> Document passage:
Deep face [13] was the first proposed CNN model for facial recognition, it was developed by Facebook AI research in 2014, mainly composed of nine layers, containing more than 120 million parameters. It achieved an accuracy of 97.35% on the LFW face data set when trained on the SFC (social face classification data set) which contains over 4.4 million images. FaceNet [14] is another CNN model that was developed in 2015, composed of 22 layers with more than 140 million parameters, trained on more than 200 million images, it achieved an impressive accuracy of 99.63% on the LFW data set. Another CNN model is the VGG-face [15] with 22 layers and more than 138 million parameters, it was trained on 2.6 million images, achieving an accuracy of 98.95% on the LFW data set. DeepID [16] is another popular CNN model for facial recognition reaching a high accuracy of 97.45% on the LFW data set when it was trained on 0.2 million images, this CNN model has more than 101 million parameters. These CNN models are complex and have high number of parameters, and they were trained on massive face data sets. A lot of work has been done on shallow CNN models with small number of parameters, which showed good results on fairly small data sets [17,18,19].

3 Proposed Method

Our method is composed of three main modules: the regions of interest extraction module, the convolutional neural network and finally the decision module (Fig. 1).

A points of interest detection algorithm [20] is used mainly for two reasons: firstly, because these algorithms are generally very fast and efficient. Secondly, the detected points of interest in a facial region in an image have a high probability of being detected in the same facial regions in other images of the same person (Fig. 2). For each image a maximum of 28 regions of size 32 × 32 pixels are extracted, the minimum distance between the centers of any two regions is set to 20 pixels.

Fig. 1.
figure 1

The architecture of the proposed method.

Fig. 2.
figure 2

Points of interest detected in a region are detected in the same regions in other images of the same person, 5 out of 8 points of interest detected in both images appear in similar regions.

The regions of interest are passed to CNN which returns a class for each region. The choice to use a CNN as a classifier is due to its efficiency in image classification tasks, particularly in facial recognition [13,14,15,16,17,18,19]. In case of small databases, a shallow neural network may achieve slightly higher recognition rates than a large neural network [32], for that reason we chose a shallow CNN model composed of 10 layers with 4 blocks of convolution and pooling layers followed by a fully connected layer of 512 nodes, and finally a softmax classifier. All blocs contain a batch normalization layer between the convolution and the pooling layers except for the first block. The batch normalization layers were used to prevent overfitting. We used filters of shape \(3\times 3\) for all the convolution layers, the first convolution layer employs 32 filters, where the second and the third contain 64 filters each, the last convolution layer contains 128 filters as shown in Fig. 3. The model was trained over 25 epochs using Adam optimizer and categorical cross entropy as a loss function. The number of layers and parameters as well as the number of epochs were chosen using a grid search technique.

Fig. 3.
figure 3

The proposed CNN architecture.

> Data excerpt:
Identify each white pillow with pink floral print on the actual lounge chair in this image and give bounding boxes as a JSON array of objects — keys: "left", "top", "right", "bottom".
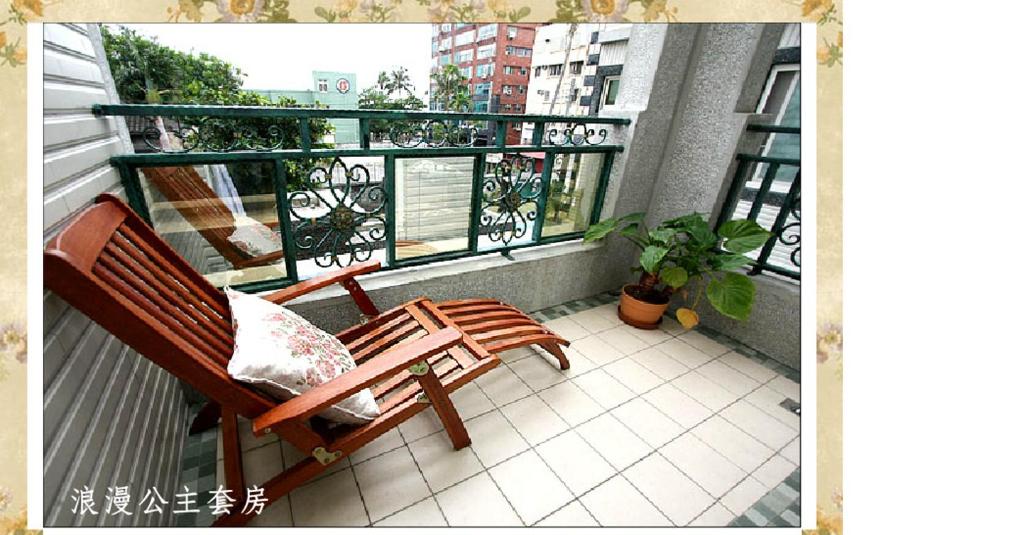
[{"left": 224, "top": 287, "right": 381, "bottom": 424}]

> Work to complete:
- a) According to the face recognition passage, why did the authors choose a shallow CNN instead of a large one? Answer in one to three sentences.
- b) Using the face recognition passage, decide whether each statement agrees with it. Answer yes or no for each, and quote the deciding words.
(i) FaceNet was trained on more than 200 million images.
(ii) The first block of the proposed CNN contains a batch normalization layer.
(iii) The number of epochs was chosen with a grid search technique.
- c) From the face recognition passage, extract the part that opens with the words containing "Points of interest detected in a" and closes with "in similar regions.", copying it word for word.

> Solutions for each task:
- a) With small databases, a shallow neural network may achieve slightly higher recognition rates than a large one. For that reason, the authors chose a shallow CNN of 10 layers.

- b)
(i) Yes: "trained on more than 200 million images"
(ii) No: "All blocs contain a batch normalization layer between the convolution and the pooling layers except for the first block."
(iii) Yes: "The number of layers and parameters as well as the number of epochs were chosen using a grid search technique."

- c)
Points of interest detected in a region are detected in the same regions in other images of the same person, 5 out of 8 points of interest detected in both images appear in similar regions.